### [What you will do]
Reproduce the material below in full, switching "thickest part" to "widest part" wherever it occurs and leaving everything else unchanged.

========================================================================

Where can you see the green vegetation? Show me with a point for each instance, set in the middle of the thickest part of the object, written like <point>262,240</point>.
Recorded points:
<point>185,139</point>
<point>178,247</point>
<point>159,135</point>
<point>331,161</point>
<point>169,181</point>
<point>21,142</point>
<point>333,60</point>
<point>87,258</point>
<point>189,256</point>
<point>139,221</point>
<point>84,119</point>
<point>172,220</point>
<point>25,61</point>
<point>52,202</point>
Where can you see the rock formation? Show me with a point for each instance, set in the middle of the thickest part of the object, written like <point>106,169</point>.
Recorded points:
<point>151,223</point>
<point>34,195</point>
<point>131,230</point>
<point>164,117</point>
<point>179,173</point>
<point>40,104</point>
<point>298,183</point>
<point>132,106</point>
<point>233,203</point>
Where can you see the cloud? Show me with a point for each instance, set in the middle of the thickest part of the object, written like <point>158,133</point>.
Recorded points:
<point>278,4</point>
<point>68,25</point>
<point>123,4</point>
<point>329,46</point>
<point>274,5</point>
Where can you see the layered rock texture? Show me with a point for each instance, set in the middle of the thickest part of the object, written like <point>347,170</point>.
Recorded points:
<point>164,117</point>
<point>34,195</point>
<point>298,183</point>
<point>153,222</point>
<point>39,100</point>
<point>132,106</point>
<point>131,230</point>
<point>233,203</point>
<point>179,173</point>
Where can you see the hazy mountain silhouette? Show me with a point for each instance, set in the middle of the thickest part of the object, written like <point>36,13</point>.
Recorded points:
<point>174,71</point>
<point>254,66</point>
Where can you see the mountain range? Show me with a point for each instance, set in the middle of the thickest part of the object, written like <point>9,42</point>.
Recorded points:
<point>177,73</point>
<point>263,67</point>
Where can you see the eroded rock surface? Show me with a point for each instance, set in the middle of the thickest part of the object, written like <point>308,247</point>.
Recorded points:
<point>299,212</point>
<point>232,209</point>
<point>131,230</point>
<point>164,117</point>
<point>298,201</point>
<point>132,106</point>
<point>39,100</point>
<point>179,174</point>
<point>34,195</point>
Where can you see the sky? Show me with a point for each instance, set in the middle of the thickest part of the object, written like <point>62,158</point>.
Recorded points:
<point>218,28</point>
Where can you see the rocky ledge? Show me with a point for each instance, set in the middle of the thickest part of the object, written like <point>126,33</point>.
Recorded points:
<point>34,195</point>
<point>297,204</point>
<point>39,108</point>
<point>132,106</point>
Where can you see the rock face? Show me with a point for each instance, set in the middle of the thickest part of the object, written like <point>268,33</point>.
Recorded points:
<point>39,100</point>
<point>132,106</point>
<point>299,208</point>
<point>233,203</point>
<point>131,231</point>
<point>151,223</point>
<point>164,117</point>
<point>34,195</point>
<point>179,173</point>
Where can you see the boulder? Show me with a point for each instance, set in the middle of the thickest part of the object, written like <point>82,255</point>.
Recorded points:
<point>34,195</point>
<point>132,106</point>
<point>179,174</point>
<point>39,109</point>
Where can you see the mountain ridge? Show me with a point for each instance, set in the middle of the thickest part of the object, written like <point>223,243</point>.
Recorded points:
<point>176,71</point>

========================================================================

### [Solution for this exercise]
Where can you see the green vegetation? Show me with a point for each instance, set in the middle of the widest part of the object, written like <point>262,240</point>.
Recorded points:
<point>185,139</point>
<point>178,247</point>
<point>159,135</point>
<point>331,161</point>
<point>169,181</point>
<point>21,142</point>
<point>333,60</point>
<point>87,258</point>
<point>189,256</point>
<point>139,221</point>
<point>84,119</point>
<point>172,220</point>
<point>25,61</point>
<point>52,202</point>
Where can you see the rock formation? Show me with a point for each instance, set in the middle of the widest part of the object, written like <point>106,169</point>.
Recorded points:
<point>151,223</point>
<point>34,195</point>
<point>131,230</point>
<point>164,117</point>
<point>179,173</point>
<point>40,104</point>
<point>298,183</point>
<point>132,106</point>
<point>233,203</point>
Where can you see the cloud? Show me with a point for each instance, set in the middle of the widest part of the object, written like <point>158,133</point>.
Recorded points:
<point>278,4</point>
<point>68,25</point>
<point>123,4</point>
<point>329,46</point>
<point>274,5</point>
Where can you see the layered rock texture? Show me with a point for each instance, set in the middle of the widest part of the object, written like <point>347,170</point>.
Recorded points:
<point>164,117</point>
<point>34,195</point>
<point>298,183</point>
<point>153,222</point>
<point>39,100</point>
<point>132,106</point>
<point>131,230</point>
<point>233,203</point>
<point>179,173</point>
Where can you see the hazy mountain silhouette? Show me with a point for each instance, set in the middle of the widest part of the object, written like <point>36,13</point>.
Recorded points:
<point>174,71</point>
<point>254,66</point>
Where can you see the mountain range? Show me with a point for each instance, set in the middle of the widest part of the object, written like <point>9,42</point>.
Recorded points:
<point>177,73</point>
<point>263,67</point>
Where can you see the eroded rock surface? Show me with a point for each instance, set in the middle of the widest part of the object, written like <point>308,247</point>.
Recorded points:
<point>299,212</point>
<point>232,209</point>
<point>131,230</point>
<point>164,117</point>
<point>298,201</point>
<point>132,106</point>
<point>39,100</point>
<point>179,174</point>
<point>34,195</point>
Where can you see the sky? Show me with a point for each instance, set in the middle of the widest part of the object, written like <point>62,158</point>.
Recorded points:
<point>218,28</point>
Where can you see the rocky ledge? Show me with a point for each instance, set in the middle of the widest part of the object, written like <point>126,33</point>.
Recorded points:
<point>34,195</point>
<point>297,204</point>
<point>39,108</point>
<point>132,106</point>
Where can you see the rock face? Show me with a point for each instance, set in the middle of the widest part of the object, written like <point>268,33</point>.
Recorded points:
<point>39,100</point>
<point>132,106</point>
<point>299,208</point>
<point>233,203</point>
<point>131,231</point>
<point>151,223</point>
<point>164,117</point>
<point>34,195</point>
<point>179,173</point>
Where can you see the boulder? Show me with a point for each instance, set in the middle of the widest part of the object, written like <point>82,255</point>.
Recorded points:
<point>34,195</point>
<point>132,106</point>
<point>179,174</point>
<point>39,109</point>
Where can you see the mountain ridge? Show me with a point for each instance, set in the middle of the widest part of the object, written like <point>223,243</point>.
Recorded points:
<point>176,71</point>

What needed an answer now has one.